TASK REQUIREMENTS: Pull out every line in the listing below that contains the string "feeder", and copy each one unchanged.

Point annotations for photos:

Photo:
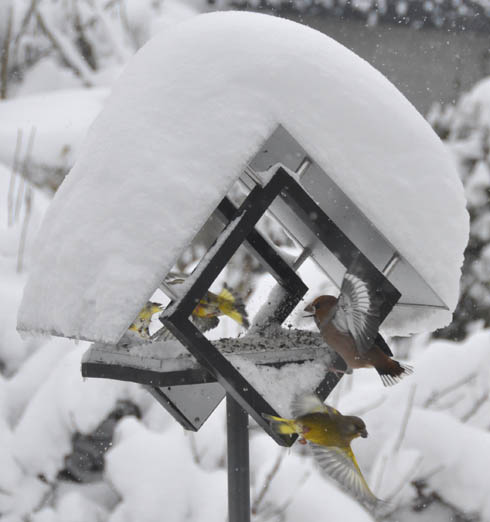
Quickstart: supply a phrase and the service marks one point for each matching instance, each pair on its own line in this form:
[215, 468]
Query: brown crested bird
[329, 434]
[349, 324]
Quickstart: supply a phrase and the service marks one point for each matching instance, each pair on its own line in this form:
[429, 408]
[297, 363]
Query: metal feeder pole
[238, 462]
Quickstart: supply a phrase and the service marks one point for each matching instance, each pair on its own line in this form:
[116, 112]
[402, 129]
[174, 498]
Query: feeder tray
[284, 181]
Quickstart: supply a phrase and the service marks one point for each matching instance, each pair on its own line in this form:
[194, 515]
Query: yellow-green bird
[330, 435]
[141, 325]
[206, 314]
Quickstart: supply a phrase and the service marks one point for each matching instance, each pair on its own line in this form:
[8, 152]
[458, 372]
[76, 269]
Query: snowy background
[428, 451]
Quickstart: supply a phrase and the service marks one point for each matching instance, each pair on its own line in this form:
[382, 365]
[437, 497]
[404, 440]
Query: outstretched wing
[341, 465]
[310, 403]
[357, 312]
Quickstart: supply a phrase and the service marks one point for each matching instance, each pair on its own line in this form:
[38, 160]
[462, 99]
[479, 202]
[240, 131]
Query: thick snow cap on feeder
[192, 108]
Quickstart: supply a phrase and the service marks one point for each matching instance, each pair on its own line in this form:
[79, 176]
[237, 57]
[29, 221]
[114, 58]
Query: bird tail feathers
[393, 372]
[280, 425]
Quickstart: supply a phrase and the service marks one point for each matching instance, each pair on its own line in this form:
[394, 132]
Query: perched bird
[141, 325]
[349, 324]
[206, 314]
[330, 434]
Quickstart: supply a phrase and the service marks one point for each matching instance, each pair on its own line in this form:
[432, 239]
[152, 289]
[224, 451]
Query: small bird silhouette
[141, 325]
[349, 324]
[330, 435]
[206, 314]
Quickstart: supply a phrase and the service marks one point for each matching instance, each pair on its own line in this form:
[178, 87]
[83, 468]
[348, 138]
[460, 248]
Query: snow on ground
[173, 119]
[446, 439]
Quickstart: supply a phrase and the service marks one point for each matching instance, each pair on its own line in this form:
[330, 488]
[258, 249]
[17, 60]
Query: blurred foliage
[466, 131]
[446, 14]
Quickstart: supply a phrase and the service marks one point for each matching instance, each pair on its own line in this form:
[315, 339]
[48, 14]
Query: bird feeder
[139, 195]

ANSWER TO THE PROBLEM:
Query: metal feeder pole
Query: feeder tray
Query: thick snow cap on feeder
Query: bird feeder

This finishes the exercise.